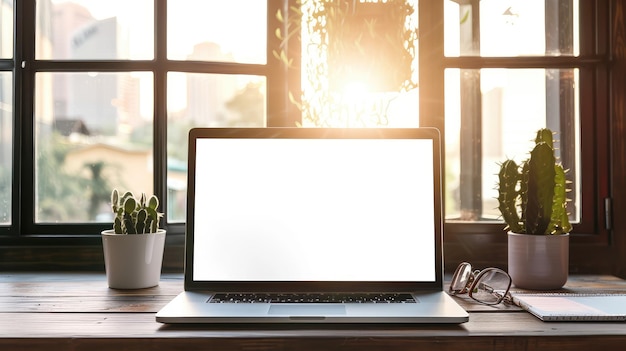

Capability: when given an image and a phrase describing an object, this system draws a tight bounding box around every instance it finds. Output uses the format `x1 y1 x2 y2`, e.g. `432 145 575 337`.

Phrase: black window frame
0 0 626 273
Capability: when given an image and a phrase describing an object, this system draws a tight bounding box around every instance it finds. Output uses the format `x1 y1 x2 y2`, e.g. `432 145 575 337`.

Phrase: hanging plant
274 0 418 126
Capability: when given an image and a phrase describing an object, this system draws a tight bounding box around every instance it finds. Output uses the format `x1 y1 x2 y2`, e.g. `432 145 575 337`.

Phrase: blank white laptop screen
189 138 436 282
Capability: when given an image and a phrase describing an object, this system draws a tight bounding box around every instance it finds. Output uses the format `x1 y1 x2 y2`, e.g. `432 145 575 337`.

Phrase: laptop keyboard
208 293 417 303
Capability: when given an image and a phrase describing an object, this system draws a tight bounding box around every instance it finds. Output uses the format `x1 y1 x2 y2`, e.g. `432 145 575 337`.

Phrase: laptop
156 128 469 323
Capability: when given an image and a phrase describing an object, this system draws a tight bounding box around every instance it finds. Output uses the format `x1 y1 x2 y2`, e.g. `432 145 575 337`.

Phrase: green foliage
111 189 163 234
498 128 572 235
272 0 419 127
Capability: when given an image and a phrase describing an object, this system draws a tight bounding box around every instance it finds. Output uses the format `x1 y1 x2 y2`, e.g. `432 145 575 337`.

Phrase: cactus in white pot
102 190 166 289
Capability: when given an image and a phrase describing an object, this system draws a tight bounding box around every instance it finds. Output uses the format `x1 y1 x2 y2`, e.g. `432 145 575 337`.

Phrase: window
0 0 611 276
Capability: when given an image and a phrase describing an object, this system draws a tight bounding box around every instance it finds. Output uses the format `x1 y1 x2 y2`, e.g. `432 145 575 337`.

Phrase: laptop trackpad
269 304 346 317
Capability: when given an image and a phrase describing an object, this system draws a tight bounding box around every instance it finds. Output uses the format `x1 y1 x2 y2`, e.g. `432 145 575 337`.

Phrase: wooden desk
0 273 626 351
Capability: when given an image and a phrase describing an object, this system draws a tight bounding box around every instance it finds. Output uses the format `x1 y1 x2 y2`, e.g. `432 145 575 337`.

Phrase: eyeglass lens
469 268 511 305
450 262 472 294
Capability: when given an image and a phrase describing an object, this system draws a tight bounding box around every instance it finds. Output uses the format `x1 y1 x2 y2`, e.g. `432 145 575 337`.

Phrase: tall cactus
111 189 163 234
498 128 572 235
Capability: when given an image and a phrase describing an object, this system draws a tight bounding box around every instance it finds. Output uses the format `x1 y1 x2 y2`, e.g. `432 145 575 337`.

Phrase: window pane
167 0 267 64
0 0 13 59
444 0 578 57
166 72 267 222
36 0 154 60
0 72 13 224
35 72 153 223
298 0 419 127
445 69 581 221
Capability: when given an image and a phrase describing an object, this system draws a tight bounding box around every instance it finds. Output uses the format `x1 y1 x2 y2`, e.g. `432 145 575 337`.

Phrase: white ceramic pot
508 232 569 290
102 229 165 289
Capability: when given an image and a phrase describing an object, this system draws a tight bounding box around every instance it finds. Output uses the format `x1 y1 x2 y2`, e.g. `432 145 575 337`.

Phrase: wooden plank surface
0 273 626 351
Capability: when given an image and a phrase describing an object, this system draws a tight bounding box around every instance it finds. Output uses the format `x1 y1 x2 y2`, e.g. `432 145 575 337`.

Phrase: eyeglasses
449 262 511 305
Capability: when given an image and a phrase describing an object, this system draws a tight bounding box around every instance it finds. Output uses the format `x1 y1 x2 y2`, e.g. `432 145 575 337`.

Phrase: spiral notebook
511 292 626 322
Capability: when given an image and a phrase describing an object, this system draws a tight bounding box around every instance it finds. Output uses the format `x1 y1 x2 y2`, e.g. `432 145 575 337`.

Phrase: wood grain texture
0 272 626 351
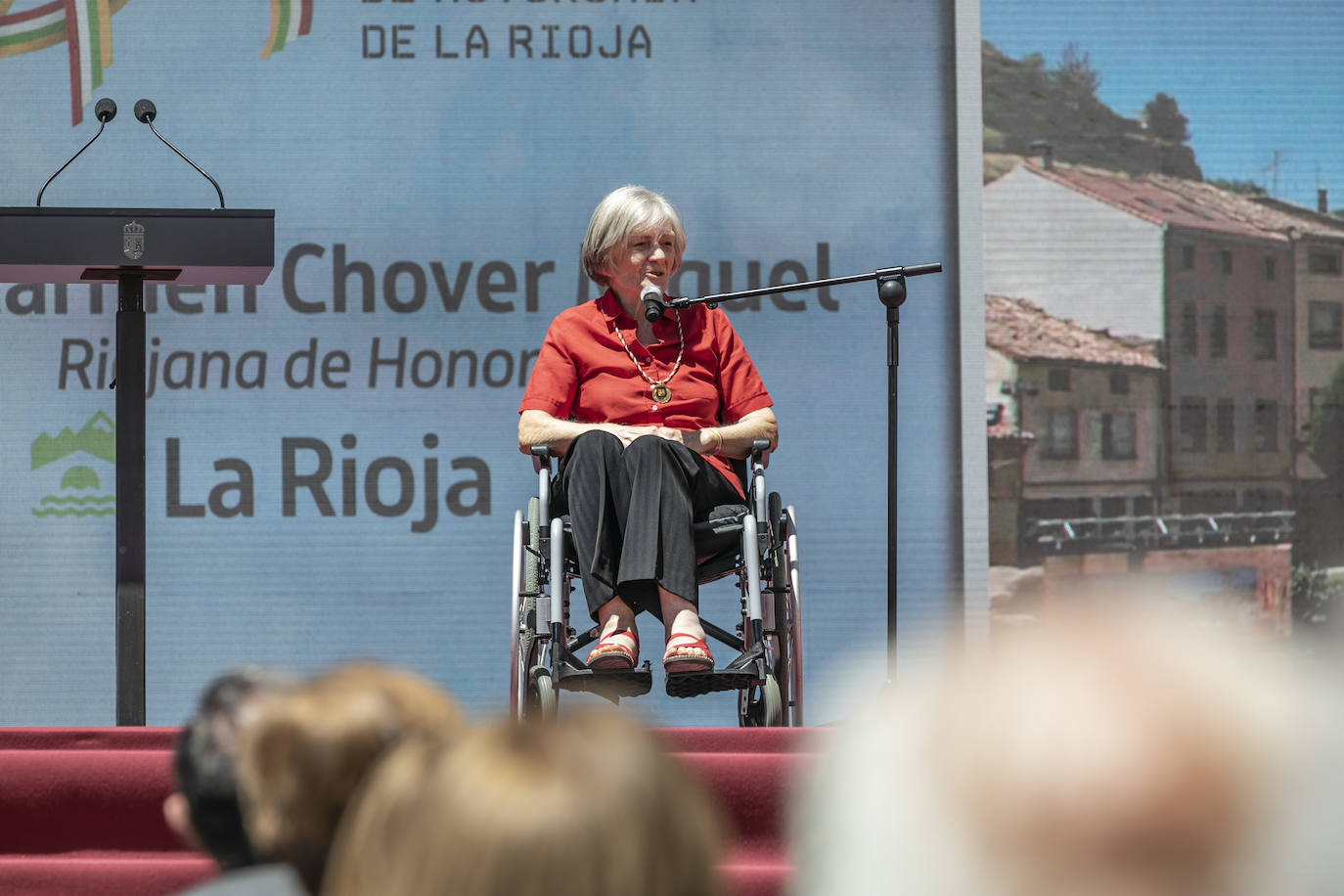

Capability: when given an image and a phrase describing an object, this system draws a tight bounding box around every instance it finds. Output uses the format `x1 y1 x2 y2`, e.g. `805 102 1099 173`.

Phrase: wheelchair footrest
667 663 762 697
555 659 653 697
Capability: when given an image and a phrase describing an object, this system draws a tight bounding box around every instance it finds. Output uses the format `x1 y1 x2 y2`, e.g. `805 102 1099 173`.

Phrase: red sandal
662 633 714 673
587 629 640 672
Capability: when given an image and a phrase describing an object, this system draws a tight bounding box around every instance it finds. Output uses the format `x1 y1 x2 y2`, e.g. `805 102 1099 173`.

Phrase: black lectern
0 206 276 726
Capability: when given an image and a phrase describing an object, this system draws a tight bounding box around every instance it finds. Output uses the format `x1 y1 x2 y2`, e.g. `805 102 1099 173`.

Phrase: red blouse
517 291 773 493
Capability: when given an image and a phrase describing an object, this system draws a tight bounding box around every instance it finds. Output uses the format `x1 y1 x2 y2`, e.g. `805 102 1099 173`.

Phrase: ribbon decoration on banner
261 0 313 59
0 0 313 126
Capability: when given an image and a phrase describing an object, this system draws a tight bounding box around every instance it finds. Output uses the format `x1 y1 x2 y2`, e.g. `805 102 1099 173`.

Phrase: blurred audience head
232 663 465 893
164 666 293 871
795 605 1344 896
324 710 723 896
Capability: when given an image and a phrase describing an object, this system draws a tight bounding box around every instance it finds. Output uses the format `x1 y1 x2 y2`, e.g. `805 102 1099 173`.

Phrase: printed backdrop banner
0 0 960 724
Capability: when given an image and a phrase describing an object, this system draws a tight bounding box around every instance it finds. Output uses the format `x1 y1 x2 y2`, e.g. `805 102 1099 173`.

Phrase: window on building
1307 302 1344 348
1251 307 1278 361
1214 398 1236 454
1253 399 1278 453
1100 411 1139 461
1045 407 1078 461
1302 388 1326 432
1208 305 1227 357
1180 398 1208 454
1179 302 1199 357
1307 248 1340 277
1098 497 1129 519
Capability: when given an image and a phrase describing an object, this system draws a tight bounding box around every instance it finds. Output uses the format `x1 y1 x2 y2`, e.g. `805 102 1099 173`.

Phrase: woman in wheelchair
517 187 779 674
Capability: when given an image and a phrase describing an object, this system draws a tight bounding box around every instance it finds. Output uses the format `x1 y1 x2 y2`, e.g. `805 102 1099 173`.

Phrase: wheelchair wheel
738 672 784 728
766 492 793 706
522 666 560 720
777 505 804 727
510 498 542 719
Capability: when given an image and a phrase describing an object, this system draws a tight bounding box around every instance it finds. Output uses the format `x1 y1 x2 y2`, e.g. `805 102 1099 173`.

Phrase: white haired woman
517 187 779 674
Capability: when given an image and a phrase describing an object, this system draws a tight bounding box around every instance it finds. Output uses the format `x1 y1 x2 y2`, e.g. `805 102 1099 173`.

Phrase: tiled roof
985 295 1161 370
1146 175 1344 239
1024 158 1287 242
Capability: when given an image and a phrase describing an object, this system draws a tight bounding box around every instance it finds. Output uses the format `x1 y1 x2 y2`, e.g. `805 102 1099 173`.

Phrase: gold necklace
615 310 686 404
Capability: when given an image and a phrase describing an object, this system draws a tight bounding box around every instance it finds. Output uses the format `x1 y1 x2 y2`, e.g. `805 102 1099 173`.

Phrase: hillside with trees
981 42 1203 180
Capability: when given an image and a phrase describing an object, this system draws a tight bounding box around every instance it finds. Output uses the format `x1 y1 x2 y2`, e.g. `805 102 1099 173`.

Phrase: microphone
640 284 668 324
36 97 117 208
136 100 224 208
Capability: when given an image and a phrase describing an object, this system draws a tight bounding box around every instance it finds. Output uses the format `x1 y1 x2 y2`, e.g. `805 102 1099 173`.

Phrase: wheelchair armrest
528 445 555 472
751 439 770 468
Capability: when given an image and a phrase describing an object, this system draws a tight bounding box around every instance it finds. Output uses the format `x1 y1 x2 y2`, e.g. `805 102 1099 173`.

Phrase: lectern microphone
35 97 117 205
134 100 224 208
640 284 667 324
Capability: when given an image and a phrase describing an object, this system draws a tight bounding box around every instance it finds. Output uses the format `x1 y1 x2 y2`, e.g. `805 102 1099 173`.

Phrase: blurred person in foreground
231 663 467 893
793 607 1344 896
323 710 723 896
164 666 299 896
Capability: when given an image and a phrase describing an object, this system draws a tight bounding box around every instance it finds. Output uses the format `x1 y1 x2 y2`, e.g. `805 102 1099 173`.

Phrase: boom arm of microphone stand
145 119 224 208
667 262 942 307
35 118 108 208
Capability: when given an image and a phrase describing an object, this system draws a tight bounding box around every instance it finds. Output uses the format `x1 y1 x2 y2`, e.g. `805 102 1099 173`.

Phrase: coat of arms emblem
121 222 145 262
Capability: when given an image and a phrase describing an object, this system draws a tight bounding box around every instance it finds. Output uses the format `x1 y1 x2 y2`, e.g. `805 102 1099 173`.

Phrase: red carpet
0 728 822 896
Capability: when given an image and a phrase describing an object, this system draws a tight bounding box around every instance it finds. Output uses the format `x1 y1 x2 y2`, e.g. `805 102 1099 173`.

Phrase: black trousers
553 429 741 620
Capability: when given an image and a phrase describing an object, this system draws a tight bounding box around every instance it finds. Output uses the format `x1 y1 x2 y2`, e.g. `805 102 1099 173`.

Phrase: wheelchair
510 439 804 727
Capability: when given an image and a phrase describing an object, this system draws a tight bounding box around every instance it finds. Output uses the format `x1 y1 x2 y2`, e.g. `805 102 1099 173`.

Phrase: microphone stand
667 262 942 681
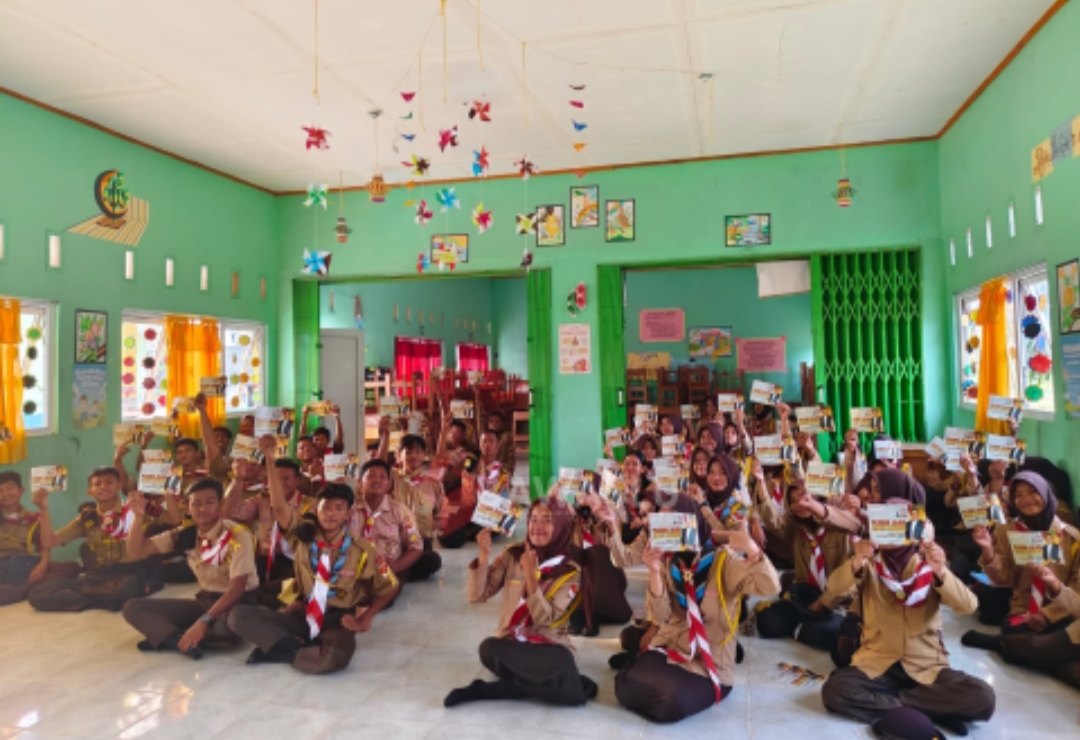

------------------------------------------------

What is required:
Convert the material, from its first line up to and including the line with "0 0 611 276", into a JSON list of strings with one string per line. Skip blank lines and leave the pictures out.

Solution to this task:
[
  "Capability: when given an image and a phrase describing an object, this system draws a tight bounding box around every instance it finds. Output uses the format `x1 y1 x2 y2`, e.g. `432 145 575 337`.",
  "Phrase: black window frame",
  "0 0 626 273",
  "Capability: when given an image and a phrase describing an object, this system draws a tight bounding box around every instance it finds. Output uses the format `x1 y1 x2 y2`, e.g. `432 145 575 337`.",
  "Phrase: hanging plant",
  "274 0 418 126",
  "Capability: when given an image and a phrase describing an object, this system draws a tight bounding box around every instance it finds. Output uses the format `x1 y1 x2 y2`, e.g. `432 145 575 337`.",
  "Phrase: blank white laptop screen",
  "189 138 436 282",
  "Capability: when given an image and a phrase describing an object, this system draws a tight bounding box around every instance it finds. Output uses the format `x1 y1 x2 y2`, e.g. `432 145 575 337`.",
  "Phrase: laptop keyboard",
  "208 293 417 303",
  "Capability: when given an image and a phrase describing an object, this system draws a tight bounding box around every instance it finds. Output uses the format `x1 y1 x2 y2`, e.g. `432 145 575 337`.",
  "Phrase: laptop",
  "156 128 469 323",
  "Capability: when given an image and a phrase describing an object, this system draws a tight bounding box around every instance it finds. Output uses the format `x1 y1 x2 y2`, e.g. `432 145 575 337`.",
  "Phrase: green foliage",
  "111 189 163 234",
  "498 128 572 235",
  "272 0 419 127",
  "Capability: when given an image and a phrase describing an object, this system draws a tight bounding box around every instance it finds. Output uses the format `x1 y1 x2 y2`, e.g. `432 145 575 337`.",
  "Phrase: cactus in white pot",
  "102 190 166 289",
  "Capability: when given an image and a phrase describing an object, this system draws a tight bounding box around every instance it finds. Output uses the format `x1 y1 x2 y2`, e.g. `432 145 575 337`.",
  "Phrase: window",
  "0 0 611 276"
]